Member of the Council of States (Switzerland)
- Incumbent
- Assumed office 30 November 2015
- Constituency: Canton of Lucerne

Personal details
- Born: Damian Müller 25 October 1984 (age 41) Ermensee, Lucerne, Switzerland
- Party: The Liberals

= Damian Müller =

Swiss politician (born 1984)

Damian Müller (/mullər/; mueller; born 25 October 1984) is a Swiss businessman, consultant and politician. He currently serves as a member of the Council of States (Switzerland) for The Liberals since 2015. In 2023, he is seeking his third term, in the position. He previously served on the Cantonal Council of Lucerne from 2011 to 2015.

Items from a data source
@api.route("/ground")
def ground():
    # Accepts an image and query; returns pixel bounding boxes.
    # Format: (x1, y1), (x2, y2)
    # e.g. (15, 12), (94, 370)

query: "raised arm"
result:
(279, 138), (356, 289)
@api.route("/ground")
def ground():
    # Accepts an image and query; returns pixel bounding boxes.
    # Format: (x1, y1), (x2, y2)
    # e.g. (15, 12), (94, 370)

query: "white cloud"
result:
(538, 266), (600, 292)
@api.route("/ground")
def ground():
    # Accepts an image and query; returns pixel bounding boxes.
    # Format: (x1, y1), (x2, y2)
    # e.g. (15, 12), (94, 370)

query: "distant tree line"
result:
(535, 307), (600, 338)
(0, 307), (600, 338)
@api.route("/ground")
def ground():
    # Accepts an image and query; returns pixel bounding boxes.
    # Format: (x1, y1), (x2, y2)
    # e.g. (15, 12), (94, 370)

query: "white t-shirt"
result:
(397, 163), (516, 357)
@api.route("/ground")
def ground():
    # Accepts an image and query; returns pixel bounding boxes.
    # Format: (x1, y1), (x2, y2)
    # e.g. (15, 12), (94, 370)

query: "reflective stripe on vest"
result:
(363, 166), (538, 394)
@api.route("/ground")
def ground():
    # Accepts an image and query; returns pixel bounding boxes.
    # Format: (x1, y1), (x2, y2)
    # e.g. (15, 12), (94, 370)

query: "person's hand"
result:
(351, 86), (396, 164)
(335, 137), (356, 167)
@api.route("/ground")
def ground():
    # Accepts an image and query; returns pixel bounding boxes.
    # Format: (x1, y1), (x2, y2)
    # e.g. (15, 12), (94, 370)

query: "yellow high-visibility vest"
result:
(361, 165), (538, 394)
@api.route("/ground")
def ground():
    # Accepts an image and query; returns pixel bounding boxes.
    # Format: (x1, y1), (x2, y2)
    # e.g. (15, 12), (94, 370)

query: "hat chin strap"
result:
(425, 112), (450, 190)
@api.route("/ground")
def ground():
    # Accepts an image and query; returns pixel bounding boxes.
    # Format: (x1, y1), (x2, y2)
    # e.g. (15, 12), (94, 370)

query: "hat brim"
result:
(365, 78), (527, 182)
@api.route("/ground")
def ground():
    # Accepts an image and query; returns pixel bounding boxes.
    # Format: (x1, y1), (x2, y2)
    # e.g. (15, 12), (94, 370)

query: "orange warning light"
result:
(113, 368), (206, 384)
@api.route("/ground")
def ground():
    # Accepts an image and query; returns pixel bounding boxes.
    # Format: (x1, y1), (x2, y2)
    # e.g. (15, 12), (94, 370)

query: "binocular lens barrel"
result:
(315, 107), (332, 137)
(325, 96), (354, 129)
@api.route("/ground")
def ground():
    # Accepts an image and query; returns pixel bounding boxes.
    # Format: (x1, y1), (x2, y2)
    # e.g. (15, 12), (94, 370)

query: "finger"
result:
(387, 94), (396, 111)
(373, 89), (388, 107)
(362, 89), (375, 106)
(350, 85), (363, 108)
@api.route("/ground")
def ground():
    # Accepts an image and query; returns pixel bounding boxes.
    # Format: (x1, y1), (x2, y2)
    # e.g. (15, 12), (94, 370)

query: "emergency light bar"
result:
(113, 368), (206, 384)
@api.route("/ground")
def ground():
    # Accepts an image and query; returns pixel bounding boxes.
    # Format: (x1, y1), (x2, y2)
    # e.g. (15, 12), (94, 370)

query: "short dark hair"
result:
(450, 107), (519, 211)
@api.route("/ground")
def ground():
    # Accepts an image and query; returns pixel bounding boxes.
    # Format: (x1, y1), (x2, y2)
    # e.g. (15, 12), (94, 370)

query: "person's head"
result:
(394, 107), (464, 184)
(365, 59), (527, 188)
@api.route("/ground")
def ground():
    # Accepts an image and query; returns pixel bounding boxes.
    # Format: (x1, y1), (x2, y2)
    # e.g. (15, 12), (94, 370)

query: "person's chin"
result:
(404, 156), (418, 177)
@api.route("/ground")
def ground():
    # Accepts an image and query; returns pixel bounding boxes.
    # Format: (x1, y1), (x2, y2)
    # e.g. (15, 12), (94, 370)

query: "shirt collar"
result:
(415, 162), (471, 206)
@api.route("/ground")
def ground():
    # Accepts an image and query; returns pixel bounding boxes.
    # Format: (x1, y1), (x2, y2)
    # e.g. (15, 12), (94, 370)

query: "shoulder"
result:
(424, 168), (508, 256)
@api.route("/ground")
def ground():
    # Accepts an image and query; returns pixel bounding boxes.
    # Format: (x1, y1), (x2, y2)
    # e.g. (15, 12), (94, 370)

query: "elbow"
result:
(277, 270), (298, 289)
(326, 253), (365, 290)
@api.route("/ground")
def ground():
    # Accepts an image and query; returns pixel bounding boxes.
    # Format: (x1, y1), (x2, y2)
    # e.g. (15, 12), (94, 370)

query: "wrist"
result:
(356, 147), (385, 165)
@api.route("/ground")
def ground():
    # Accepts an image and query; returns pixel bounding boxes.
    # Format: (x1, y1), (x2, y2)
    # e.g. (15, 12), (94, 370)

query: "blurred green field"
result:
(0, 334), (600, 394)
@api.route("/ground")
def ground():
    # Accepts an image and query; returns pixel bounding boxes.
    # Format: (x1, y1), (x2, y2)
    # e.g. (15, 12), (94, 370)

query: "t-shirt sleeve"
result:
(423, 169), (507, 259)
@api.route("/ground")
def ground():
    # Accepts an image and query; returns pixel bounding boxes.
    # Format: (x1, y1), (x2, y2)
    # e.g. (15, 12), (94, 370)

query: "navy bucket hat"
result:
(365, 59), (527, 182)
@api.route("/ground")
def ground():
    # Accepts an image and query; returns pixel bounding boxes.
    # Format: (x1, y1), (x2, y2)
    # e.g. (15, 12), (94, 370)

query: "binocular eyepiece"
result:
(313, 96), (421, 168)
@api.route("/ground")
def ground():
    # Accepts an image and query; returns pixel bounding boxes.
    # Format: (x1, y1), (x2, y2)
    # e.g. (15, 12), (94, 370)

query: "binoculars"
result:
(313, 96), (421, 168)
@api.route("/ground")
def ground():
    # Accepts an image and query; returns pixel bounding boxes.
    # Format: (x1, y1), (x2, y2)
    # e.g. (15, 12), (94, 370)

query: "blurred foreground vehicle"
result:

## PROBLEM TO WORK ON
According to the text on Damian Müller, in which years did he serve on the Cantonal Council of Lucerne? This material stands apart from the text on Damian Müller.

## ANSWER FOR THE TASK
From 2011 to 2015.